- REQUIRED WORK:
Update the lines of the listing from its first line through the line that contains "M203 74L62 79L0" by replacing "mountain ridge" with "mountain crest". Leave everything else unchanged, and give back only those lines.

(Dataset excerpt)
--------

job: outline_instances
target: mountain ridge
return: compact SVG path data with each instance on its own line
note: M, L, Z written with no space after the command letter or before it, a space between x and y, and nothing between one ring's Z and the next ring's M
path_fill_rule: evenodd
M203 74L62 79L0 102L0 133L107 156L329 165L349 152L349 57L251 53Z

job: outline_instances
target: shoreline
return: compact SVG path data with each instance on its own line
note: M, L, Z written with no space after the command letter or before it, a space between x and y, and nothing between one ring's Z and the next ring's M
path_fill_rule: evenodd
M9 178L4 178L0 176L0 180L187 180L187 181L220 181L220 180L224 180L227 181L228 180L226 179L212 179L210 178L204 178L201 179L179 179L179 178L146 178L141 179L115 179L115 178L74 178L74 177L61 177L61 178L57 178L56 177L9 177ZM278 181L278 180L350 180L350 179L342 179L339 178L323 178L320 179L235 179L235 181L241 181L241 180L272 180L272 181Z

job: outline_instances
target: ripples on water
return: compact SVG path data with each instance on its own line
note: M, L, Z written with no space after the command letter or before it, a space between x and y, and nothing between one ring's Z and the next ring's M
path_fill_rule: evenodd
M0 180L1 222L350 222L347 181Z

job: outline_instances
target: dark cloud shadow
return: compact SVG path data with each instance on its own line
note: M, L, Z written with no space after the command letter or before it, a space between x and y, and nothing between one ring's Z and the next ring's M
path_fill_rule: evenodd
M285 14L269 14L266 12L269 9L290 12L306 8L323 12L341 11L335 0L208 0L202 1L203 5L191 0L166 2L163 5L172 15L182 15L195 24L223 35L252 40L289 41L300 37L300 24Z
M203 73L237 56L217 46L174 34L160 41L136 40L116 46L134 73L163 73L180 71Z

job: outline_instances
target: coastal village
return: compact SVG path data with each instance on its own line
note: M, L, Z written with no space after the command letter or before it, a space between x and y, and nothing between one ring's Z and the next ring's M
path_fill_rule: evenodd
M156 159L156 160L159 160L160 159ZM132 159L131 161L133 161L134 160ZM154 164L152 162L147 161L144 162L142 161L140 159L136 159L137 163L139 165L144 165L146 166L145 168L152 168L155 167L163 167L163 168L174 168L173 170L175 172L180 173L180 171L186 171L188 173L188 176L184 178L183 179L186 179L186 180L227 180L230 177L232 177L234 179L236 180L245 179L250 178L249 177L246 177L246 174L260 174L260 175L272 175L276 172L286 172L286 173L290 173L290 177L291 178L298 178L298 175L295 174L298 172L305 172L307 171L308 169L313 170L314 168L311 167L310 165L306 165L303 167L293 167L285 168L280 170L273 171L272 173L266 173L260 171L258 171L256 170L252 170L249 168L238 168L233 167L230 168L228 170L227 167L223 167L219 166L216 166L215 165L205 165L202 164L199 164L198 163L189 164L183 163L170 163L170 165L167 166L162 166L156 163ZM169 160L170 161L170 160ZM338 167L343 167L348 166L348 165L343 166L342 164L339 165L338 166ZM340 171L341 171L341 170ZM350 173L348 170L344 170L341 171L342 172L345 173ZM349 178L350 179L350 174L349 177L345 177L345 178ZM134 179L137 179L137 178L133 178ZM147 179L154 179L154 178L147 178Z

--------

- FULL OUTPUT:
job: outline_instances
target: mountain crest
return: compact SVG path data with each instance on its own line
note: M, L, Z written with no space after the command letter or before it, a space between x and y, and nothing between one ring's Z and the next ring's M
path_fill_rule: evenodd
M203 74L62 79L0 102L0 133L107 156L329 165L349 152L349 57L251 53Z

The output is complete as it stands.